Top of Given entries

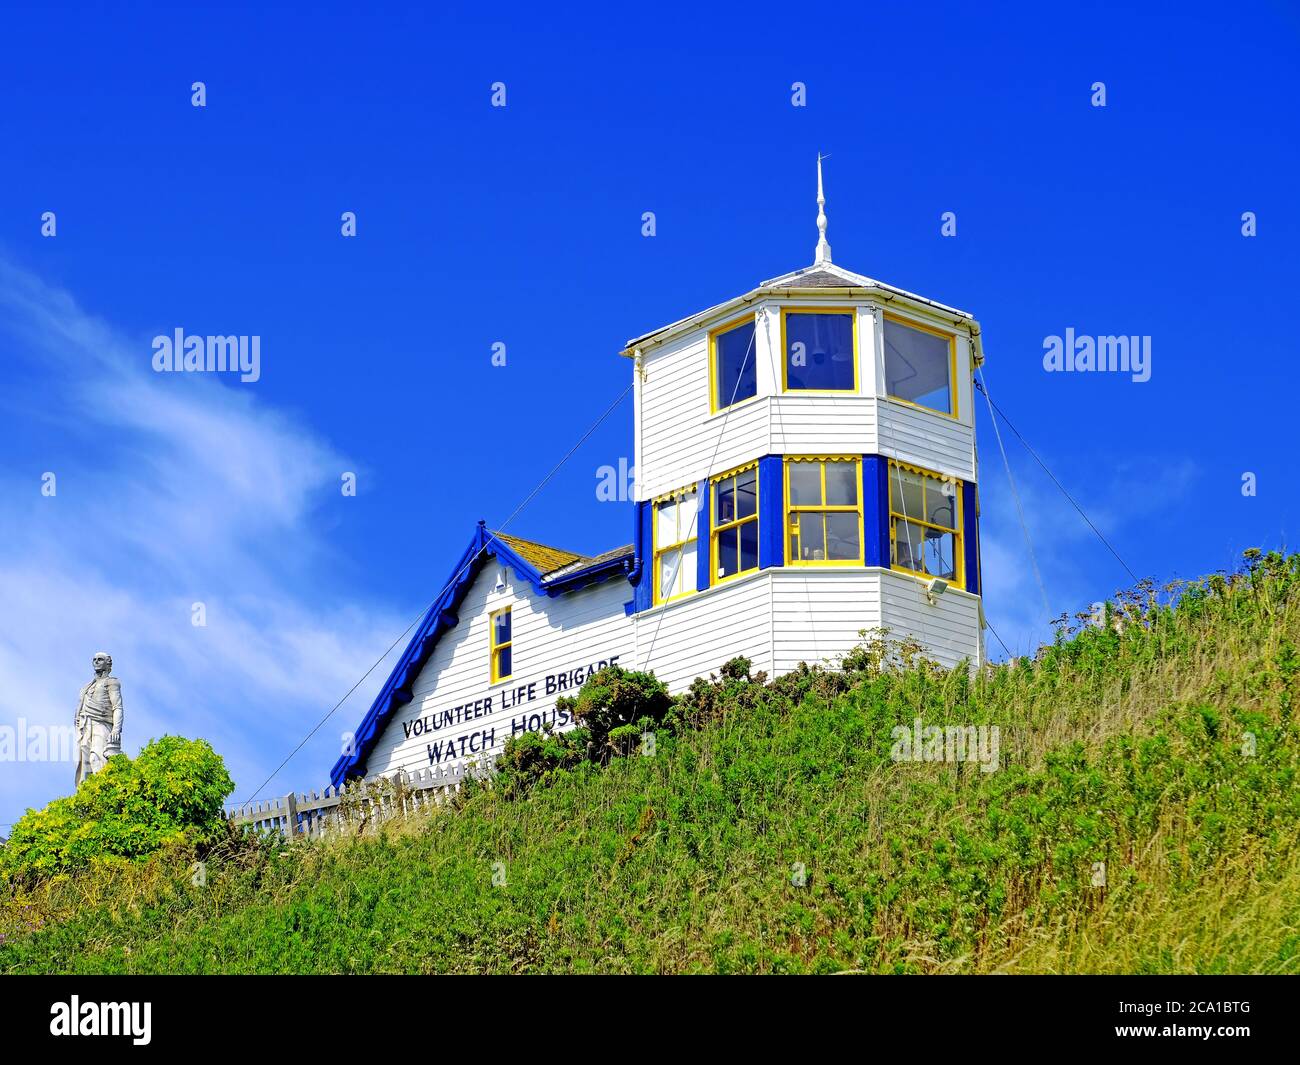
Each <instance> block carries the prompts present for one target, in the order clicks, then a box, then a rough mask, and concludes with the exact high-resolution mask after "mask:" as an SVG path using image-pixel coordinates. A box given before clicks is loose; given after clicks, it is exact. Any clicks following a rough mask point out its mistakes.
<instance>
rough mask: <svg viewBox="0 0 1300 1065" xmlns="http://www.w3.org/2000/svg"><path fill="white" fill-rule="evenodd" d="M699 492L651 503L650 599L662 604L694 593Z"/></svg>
mask: <svg viewBox="0 0 1300 1065" xmlns="http://www.w3.org/2000/svg"><path fill="white" fill-rule="evenodd" d="M698 521H699V493H698V492H697V490H695V486H694V485H692V486H690V488H684V489H681V490H679V492H673V493H669V494H668V495H663V497H660V498H659V499H655V502H654V599H655V602H656V603H664V602H668V601H669V599H676V598H680V597H681V596H689V594H690V593H692V592H694V590H695V533H697V531H698Z"/></svg>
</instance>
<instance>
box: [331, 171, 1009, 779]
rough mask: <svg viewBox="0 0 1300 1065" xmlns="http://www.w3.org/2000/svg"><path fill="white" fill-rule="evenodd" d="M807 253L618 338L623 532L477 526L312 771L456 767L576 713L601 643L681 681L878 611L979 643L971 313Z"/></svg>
mask: <svg viewBox="0 0 1300 1065" xmlns="http://www.w3.org/2000/svg"><path fill="white" fill-rule="evenodd" d="M816 221H818V230H819V239H818V244H816V254H815V260H814V263H813V265H811V267H806V268H803V269H800V270H794V272H793V273H788V274H784V276H783V277H776V278H772V280H771V281H764V282H763V283H762V285H759V286H758V287H757V289H754V290H751V291H749V293H745V294H744V295H741V296H736V298H735V299H729V300H727V302H725V303H720V304H718V306H716V307H711V308H708V309H707V311H701V312H699V313H697V315H693V316H690V317H688V319H682V320H681V321H677V322H673V324H672V325H667V326H664V328H663V329H656V330H655V332H653V333H647V334H645V335H643V337H638V338H636V339H634V341H630V342H629V343H628V346H627V348H625V350H624V351H623V355H624V356H627V358H628V359H629V360H630V362H632V372H633V375H634V410H636V414H634V417H636V451H634V454H636V468H637V486H636V529H634V538H633V542H632V544H630V545H628V546H625V547H617V549H615V550H612V551H607V553H604V554H601V555H595V557H584V555H578V554H573V553H571V551H564V550H559V549H555V547H547V546H545V545H541V544H534V542H532V541H528V540H521V538H519V537H515V536H506V534H504V533H494V532H491V531H489V529H486V528H485V527H484V524H482V523H480V524H478V527H477V528H476V529H474V533H473V537H472V538H471V542H469V545H468V547H467V549H465V551H464V554H463V555H461V558H460V559H459V562H458V563H456V566H455V568H454V570H452V571H451V573H452V576H451V579H450V580H448V583H447V586H446V588H445V590H443V592H442V593H441V596H439V597H438V599H437V601H435V602H434V603H433V606H430V607H429V611H428V612H426V614H425V616H424V619H422V620H421V622H420V625H419V628H417V629H416V633H415V636H413V637H412V640H411V642H409V644H408V645H407V648H406V650H404V651H403V654H402V658H400V659H399V661H398V664H396V667H395V668H394V670H393V672H391V675H390V676H389V679H387V681H386V683H385V685H383V688H382V689H381V690H380V693H378V696H377V697H376V700H374V703H373V705H372V706H370V709H369V711H368V713H367V715H365V718H364V719H363V722H361V724H360V726H359V727H357V730H356V732H355V733H354V741H352V744H351V745H350V749H348V753H347V754H344V756H343V757H342V758H339V759H338V762H337V763H335V766H334V769H333V771H331V783H333V784H335V785H337V784H341V783H343V782H344V780H347V779H351V778H357V776H374V775H387V774H393V772H396V771H398V770H404V771H408V772H411V771H415V770H429V769H430V767H433V769H434V770H435V771H439V772H441V771H443V770H458V769H461V767H464V766H465V765H467V763H469V762H478V763H484V762H486V761H489V759H491V758H493V757H494V756H495V754H497V753H499V750H500V748H502V746H503V745H504V743H506V740H508V739H510V737H511V736H512V735H516V733H520V732H532V731H539V730H541V728H543V727H545V726H552V727H555V728H567V727H571V726H572V724H573V722H572V720H571V719H569V715H568V713H567V711H556V709H555V700H556V697H559V696H562V694H568V693H573V692H575V690H576V689H577V688H578V687H581V684H582V681H584V680H585V679H586V677H588V676H589V675H590V674H591V672H594V671H595V670H598V668H599V667H601V666H603V664H608V663H616V664H619V666H624V667H627V668H637V670H651V671H654V672H655V675H658V676H659V679H660V680H663V681H664V683H667V684H668V687H669V689H672V690H675V692H676V690H682V689H684V688H686V687H688V685H689V684H690V681H692V680H693V679H694V677H697V676H706V675H708V674H710V672H711V671H715V670H716V668H718V667H719V666H720V664H722V663H723V662H725V661H727V659H729V658H733V657H736V655H744V657H746V658H749V659H750V661H751V662H753V666H754V668H755V670H764V671H767V672H768V674H770V675H776V674H781V672H787V671H789V670H793V668H796V667H797V666H798V663H800V662H809V663H818V662H833V661H835V659H836V658H839V657H840V655H842V654H844V653H845V651H848V650H850V649H852V648H853V646H855V645H857V644H859V642H861V640H862V637H861V633H862V632H863V631H865V629H866V631H871V629H880V628H884V629H888V631H889V632H891V633H892V635H894V636H907V637H911V638H913V640H915V641H917V642H918V644H920V646H922V648H923V649H924V650H926V653H927V654H928V655H930V657H932V658H933V659H936V661H937V662H940V663H944V664H948V666H954V664H957V663H958V662H962V661H969V662H970V663H972V664H979V663H982V662H983V661H984V637H983V629H984V622H983V611H982V603H980V555H979V503H978V493H976V477H978V468H976V460H975V416H974V403H972V388H971V382H972V373H974V369H975V367H976V365H979V364H980V363H982V362H983V355H982V351H980V337H979V325H978V324H976V322H975V320H974V319H972V317H971V316H970V315H969V313H966V312H965V311H957V309H954V308H952V307H946V306H944V304H941V303H936V302H933V300H931V299H926V298H923V296H919V295H914V294H911V293H906V291H904V290H901V289H896V287H893V286H891V285H885V283H883V282H880V281H874V280H871V278H868V277H863V276H862V274H857V273H852V272H850V270H846V269H842V268H841V267H837V265H835V264H833V263H832V261H831V246H829V244H828V243H827V239H826V228H827V218H826V212H824V198H823V195H822V166H820V160H819V161H818V220H816Z"/></svg>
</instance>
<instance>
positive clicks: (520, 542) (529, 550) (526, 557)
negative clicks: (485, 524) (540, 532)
mask: <svg viewBox="0 0 1300 1065" xmlns="http://www.w3.org/2000/svg"><path fill="white" fill-rule="evenodd" d="M493 536H495V537H497V538H498V540H499V541H502V542H503V544H506V545H507V546H510V547H512V549H513V550H515V551H516V553H517V554H519V555H520V557H523V558H524V559H526V560H528V562H530V563H533V566H536V567H537V571H538V572H539V573H543V575H545V573H550V572H551V571H554V570H559V568H560V567H562V566H569V564H571V563H573V562H580V560H581V559H582V555H576V554H573V553H572V551H563V550H560V549H559V547H547V546H546V545H545V544H537V542H536V541H533V540H523V538H521V537H517V536H506V533H493Z"/></svg>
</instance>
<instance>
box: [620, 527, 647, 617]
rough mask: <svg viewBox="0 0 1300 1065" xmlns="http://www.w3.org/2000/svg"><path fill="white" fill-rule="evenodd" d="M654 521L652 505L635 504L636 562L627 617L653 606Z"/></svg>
mask: <svg viewBox="0 0 1300 1065" xmlns="http://www.w3.org/2000/svg"><path fill="white" fill-rule="evenodd" d="M653 520H654V503H637V515H636V521H637V528H636V533H634V536H633V542H634V545H636V547H634V550H636V560H634V562H633V564H632V573H629V577H634V579H633V580H632V602H629V603H627V605H624V607H623V612H624V614H627V615H629V616H630V615H633V614H640V612H641V611H642V610H649V609H650V607H651V606H653V605H654V558H651V553H653V550H654V546H653V545H654V532H653V529H651V528H650V523H651V521H653Z"/></svg>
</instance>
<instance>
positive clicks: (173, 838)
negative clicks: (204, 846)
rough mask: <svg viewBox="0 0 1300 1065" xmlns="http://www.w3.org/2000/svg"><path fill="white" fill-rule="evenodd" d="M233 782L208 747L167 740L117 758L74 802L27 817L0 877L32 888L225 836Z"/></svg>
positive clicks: (232, 787) (15, 839) (184, 740)
mask: <svg viewBox="0 0 1300 1065" xmlns="http://www.w3.org/2000/svg"><path fill="white" fill-rule="evenodd" d="M231 791H234V782H233V780H231V779H230V774H227V772H226V766H225V762H222V761H221V756H218V754H217V753H216V752H214V750H213V749H212V746H211V745H209V744H208V743H207V741H205V740H186V739H182V737H181V736H164V737H162V739H160V740H153V741H151V743H148V744H147V745H146V746H144V749H143V750H142V752H140V753H139V756H138V757H136V758H134V759H131V758H127V757H126V756H125V754H114V756H113V757H112V758H109V759H108V763H107V765H105V766H104V769H103V770H100V771H99V772H96V774H94V775H92V776H88V778H87V779H86V780H83V782H82V783H81V787H78V788H77V792H75V793H74V795H70V796H66V797H64V798H56V800H55V801H53V802H51V804H49V805H48V806H45V808H44V809H43V810H27V813H26V814H23V817H22V818H21V819H19V821H18V823H17V824H16V826H14V827H13V834H12V835H10V837H9V841H8V843H6V844H5V845H4V847H3V848H0V875H3V876H5V878H6V879H8V880H10V882H13V883H14V884H30V883H34V882H36V880H39V879H42V878H47V876H51V875H56V874H66V873H73V871H75V870H81V869H85V867H87V866H90V865H92V863H95V862H105V861H112V860H114V858H116V860H130V858H142V857H144V856H147V854H152V853H153V852H155V850H159V849H161V848H164V847H175V845H185V844H194V845H201V844H204V843H207V841H208V840H211V839H213V837H214V836H220V835H225V834H226V822H225V814H224V811H222V808H221V804H222V801H225V798H226V796H229V795H230V792H231Z"/></svg>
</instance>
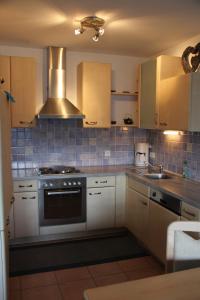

Bottom of Given entries

• Task to complete
Identify each line of the records above that contains the string "positive", and copy those lines in full. Case counts.

• Result below
positive clicks: (520, 542) (529, 550) (526, 557)
positive clicks: (173, 838)
positive clicks: (232, 787) (15, 839) (184, 740)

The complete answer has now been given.